* TO DO:
- A) In the text on how NGF signalling maintains HSV-1 latency, inhibition of which PI3K subunit induced HSV-1 reactivation?
- B) Continue the text on NGF signalling and HSV-1 latency from its last sentence.

* TEXT SHOWN:

⟨

Following host infection, herpes simplex virus 1 (HSV-1) remains latent in peripheral neurons. β-nerve growth factor (NGF) was known to have a role in maintaining HSV-1 latency, but the molecular details had not been described. Now, Camarena et al. dissect the host signalling pathway that is activated by NGF and that supports HSV-1 latency.

As NGF activates two receptors, the tyrosine kinase TrkA and p75 neurotrophin receptor, the authors first sought to identify which receptor is involved in maintaining HSV-1 latency. Inhibition of TrkA, but not p75, in a neuronal cell culture model induced HSV-1 reactivation, as detected using a green-fluorescent protein (GFP)-tagged reporter. This suggests that NGF interacts with TrkA to maintain latency.

Binding of NGF to TrkA is known to activate several host cell signalling pathways, including the mitogen-activated protein kinase (MAPK) and phosphoinositide 3-kinase (PI3K) pathways. The authors observed that chemical inhibition of PI3K signalling, but not MAPK or phospholipase Cγ signalling, induced HSV-1 reactivation in the neuronal cell culture model. Furthermore, HSV-1 reactivation depended specifically on inhibition of the p110α subunit of PI3K and not the p110β or p110δ subunits.

One of the downstream effects of PI3K-signalling activation is the recruitment of 3-phosphoinositide-dependent protein kinase 1 (PDK1) to the plasma membrane. Chemical inhibition of PDK1 or treatment with small hairpin RNAs specific for PDK1 led to HSV-1 reactivation in neuronal cultures to levels comparable to those observed with the PI3K inhibitor. PDK1 is known to phosphorylate the serine/threonine kinase Akt, and chemical inhibition of Akt led to high levels of HSV-1 reactivation. Together, these findings show that, downstream of NGF binding to TrkA, HSV-1 latency is maintained by PDK1-mediated phosphorylation of Akt.

⟩

* DATA EXTRACT:

⟨

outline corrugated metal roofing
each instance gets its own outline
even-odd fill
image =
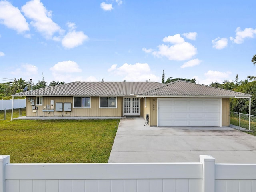
[[[22,92],[23,96],[130,96],[141,97],[251,96],[239,92],[182,81],[167,84],[154,82],[90,82],[77,81]]]
[[[80,82],[13,94],[14,96],[130,96],[162,84],[154,82]]]
[[[182,81],[164,84],[138,94],[142,96],[220,97],[251,96],[245,93],[199,85]]]

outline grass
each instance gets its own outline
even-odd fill
[[[107,162],[119,123],[116,120],[11,122],[10,113],[7,120],[0,121],[0,154],[10,155],[11,163]]]

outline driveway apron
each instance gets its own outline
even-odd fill
[[[121,119],[109,163],[256,163],[256,137],[230,127],[150,127],[142,118]]]

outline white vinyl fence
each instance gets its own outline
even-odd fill
[[[0,192],[252,192],[256,164],[11,164],[0,156]]]
[[[0,110],[12,109],[12,100],[0,100]],[[26,107],[26,99],[14,99],[13,100],[13,108],[18,109]]]

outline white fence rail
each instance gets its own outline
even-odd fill
[[[0,192],[256,191],[256,164],[10,164],[0,156]]]
[[[12,100],[0,100],[0,110],[12,109]],[[26,99],[14,99],[13,100],[13,108],[24,108],[26,107]]]

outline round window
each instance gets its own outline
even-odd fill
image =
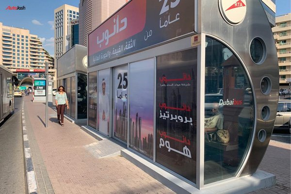
[[[261,116],[264,121],[266,121],[270,118],[270,108],[267,106],[265,106],[262,109],[261,112]]]
[[[250,54],[252,60],[256,64],[261,64],[266,58],[266,45],[261,38],[255,38],[251,43]]]
[[[261,81],[260,89],[262,93],[264,95],[267,95],[271,92],[272,84],[271,80],[267,77],[265,77]]]

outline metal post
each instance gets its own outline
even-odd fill
[[[46,62],[46,127],[48,123],[48,64]]]

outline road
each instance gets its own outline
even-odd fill
[[[25,194],[21,105],[15,98],[15,113],[0,126],[0,194]]]
[[[277,141],[287,144],[291,143],[291,134],[289,129],[274,129],[271,137],[272,140]]]

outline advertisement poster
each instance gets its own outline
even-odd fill
[[[29,77],[32,78],[44,78],[46,77],[45,73],[17,73],[17,78],[21,80],[24,78]]]
[[[46,96],[46,81],[34,80],[33,82],[34,96]]]
[[[104,69],[98,72],[98,130],[109,134],[109,115],[110,104],[110,69]]]
[[[129,66],[129,146],[151,159],[154,145],[154,65],[151,59]]]
[[[88,102],[88,125],[97,129],[97,71],[89,73]]]
[[[114,136],[127,142],[128,67],[124,65],[114,69],[113,96]]]
[[[89,66],[195,30],[195,1],[132,0],[89,34]]]
[[[157,58],[156,162],[196,182],[197,48]]]

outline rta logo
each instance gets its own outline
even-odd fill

⟩

* ANSWERS FOR THE EXERCISE:
- A) The p110α subunit.

- B)
Interestingly, different growth factors that activate PI3K signalling showed different abilities to induce HSV-1 latency in the neuronal cell culture. Glial cell line-derived neurotrophic factor (GDNF) showed some capacity to suppress HSV-1 reactivation when NGF was absent from the culture medium, albeit not as great a capacity as NGF, and epidermal growth factor (EGF) had no effect. This was due to differences in the kinetics of Akt phosphorylation. Specifically, NGF induced sustained Akt phosphorylation, EGF induced a short-lived increase in Akt phosphorylation and GDNF showed intermediate phosphorylation kinetics. It therefore seems that prolonged signalling through Akt phosphorylation regulates HSV-1 latency.

So, HSV-1 latency is maintained in peripheral neurons through sustained PI3K signalling induced by binding of NGF to TrkA. This activates the p110α PI3K subunit, leading to PDK1 activation and Akt phosphorylation. Further studies should now seek to determine how viral factors involved in latency interact with the neuronal factors activated by PI3K signalling.